▶ _Task to complete_: Down to the last line, set the entries down again exactly.

▶ _Records to process_:
***

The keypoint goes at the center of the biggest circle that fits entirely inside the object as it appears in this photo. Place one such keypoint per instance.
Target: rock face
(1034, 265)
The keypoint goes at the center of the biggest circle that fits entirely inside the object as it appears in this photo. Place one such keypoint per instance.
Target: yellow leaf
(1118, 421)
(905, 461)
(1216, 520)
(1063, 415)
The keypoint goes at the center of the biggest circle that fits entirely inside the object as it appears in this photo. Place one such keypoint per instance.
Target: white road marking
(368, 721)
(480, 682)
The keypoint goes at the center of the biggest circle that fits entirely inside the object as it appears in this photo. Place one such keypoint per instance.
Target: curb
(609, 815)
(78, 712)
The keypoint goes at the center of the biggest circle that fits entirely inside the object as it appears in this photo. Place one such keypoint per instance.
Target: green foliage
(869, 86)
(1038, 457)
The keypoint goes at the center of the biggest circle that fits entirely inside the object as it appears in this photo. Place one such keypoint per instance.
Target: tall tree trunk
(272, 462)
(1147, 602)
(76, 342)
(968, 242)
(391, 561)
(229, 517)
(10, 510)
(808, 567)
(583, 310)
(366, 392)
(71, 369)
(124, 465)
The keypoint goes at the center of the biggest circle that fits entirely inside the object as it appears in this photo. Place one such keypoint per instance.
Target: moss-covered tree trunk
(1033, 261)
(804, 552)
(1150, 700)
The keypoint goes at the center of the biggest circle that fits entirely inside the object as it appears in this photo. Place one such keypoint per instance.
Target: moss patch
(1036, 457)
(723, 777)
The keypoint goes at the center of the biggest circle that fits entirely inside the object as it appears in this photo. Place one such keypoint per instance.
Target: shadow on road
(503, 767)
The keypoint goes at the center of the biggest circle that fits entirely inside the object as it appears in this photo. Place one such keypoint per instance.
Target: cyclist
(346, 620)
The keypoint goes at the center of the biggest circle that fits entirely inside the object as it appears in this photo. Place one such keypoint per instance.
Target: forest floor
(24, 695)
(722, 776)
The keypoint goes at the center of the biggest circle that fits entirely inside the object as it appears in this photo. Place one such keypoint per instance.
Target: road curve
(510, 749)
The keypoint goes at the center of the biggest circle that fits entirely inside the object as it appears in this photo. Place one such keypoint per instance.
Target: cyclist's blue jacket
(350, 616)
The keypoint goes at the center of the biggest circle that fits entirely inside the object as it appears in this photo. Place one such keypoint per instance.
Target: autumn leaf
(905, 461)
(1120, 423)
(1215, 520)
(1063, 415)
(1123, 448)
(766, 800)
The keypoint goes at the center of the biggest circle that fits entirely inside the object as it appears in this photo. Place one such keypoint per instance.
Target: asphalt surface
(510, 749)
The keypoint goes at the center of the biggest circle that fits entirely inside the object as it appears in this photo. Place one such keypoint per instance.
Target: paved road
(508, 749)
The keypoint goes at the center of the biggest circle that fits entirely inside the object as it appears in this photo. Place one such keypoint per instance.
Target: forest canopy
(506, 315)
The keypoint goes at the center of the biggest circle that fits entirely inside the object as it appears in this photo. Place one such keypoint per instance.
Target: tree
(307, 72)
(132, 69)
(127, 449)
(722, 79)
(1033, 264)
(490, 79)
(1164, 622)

***

▶ _Solved exercise_:
The keypoint goes at the center of the biggest circle that fits entirely inside the object as it appears in this photo. Place one such keypoint per instance.
Target: rock face
(1034, 265)
The keypoint goes at the center of the biggest circle that fits entirely inside the object as it appears in this photo. Place one such keypoint per instance.
Target: yellow leaf
(1118, 421)
(905, 461)
(1216, 520)
(1063, 415)
The keypoint goes at the center of the biggest circle that fits entirely inside the object as it appears in this photo. Place one such keypoint per instance.
Target: white road marking
(368, 721)
(480, 682)
The keypoint goes at the center of the biggest circle that fits entirely inside the object as it appears in this photo. Place one such keypoint per instance.
Target: curb
(609, 815)
(78, 712)
The keypoint goes at the center of the biggest circle that fits entirely inside the object as it appears in this photo. Place one such keypoint per instance.
Target: green foliage
(869, 86)
(1038, 457)
The keypoint goes at the center of the biggest circle that fits entirely inside the object as it appears in this photo. Place one such keypoint per instance.
Target: tall tree trunk
(272, 462)
(1147, 602)
(76, 342)
(968, 242)
(391, 561)
(229, 517)
(10, 510)
(808, 567)
(583, 310)
(366, 392)
(71, 369)
(124, 465)
The keypoint goes at the center of the biggest circle that fits entirely inside the object as it appears in this photo. Place one such keypoint per instance.
Target: moss-covered tree trunk
(1033, 261)
(804, 552)
(1150, 700)
The keypoint goes at the center of the biggest circle that fits entirely inside the object as it appears in this photo. Place one such keypoint per instance.
Target: moss patch
(1036, 457)
(723, 777)
The keypoint goes at the center of the biggest circle that fits entirely inside the object as it appears in this photo. Place one such keypoint per instance.
Target: shadow on road
(503, 767)
The keypoint goes at the center of the biggest circle that fits entirely inside the object as it appears in this photo. Place one such keypoint per instance.
Target: cyclist
(346, 620)
The keypoint goes at the center of the biggest circle that fits entirely inside the object as it appears in this photo. Place one such keypoint per instance.
Target: forest floor
(24, 695)
(722, 776)
The keypoint goes at the center of the biggest circle that fits entirely inside the object as it appears in this photo. Place one such keypoint per instance.
Target: road curve
(510, 749)
The keypoint goes at the center of the biggest circle that fits entirely inside the object as it appears in this photo. Place one such keypoint per instance.
Target: cyclist's blue jacket
(350, 616)
The keypoint goes at the center of the biggest circle that fits entirely inside the object as it appears in this photo. Place one such keypoint per instance.
Target: autumn leaf
(905, 461)
(1120, 423)
(1215, 520)
(1063, 415)
(1123, 448)
(766, 800)
The keypoint goes at the center of the biggest circle that fits entirely inside the object as it appears in this photo. Place one such keypoint per instance.
Target: asphalt surface
(510, 749)
The keypoint goes at the center of the biggest circle that fits entirely inside the object as it appears in this photo. Place one such keypoint per instance.
Target: paved road
(508, 749)
The keypoint goes at the center of the biggest circle that fits entirely inside the object as it appears in this photo. Place one such keypoint per instance.
Target: forest canopy
(506, 315)
The keypoint goes at the center of the biggest circle that fits entirely inside the object as it appears in this photo. Place one such keypoint per instance.
Target: tree
(307, 72)
(132, 69)
(127, 449)
(722, 79)
(1033, 264)
(490, 79)
(1164, 622)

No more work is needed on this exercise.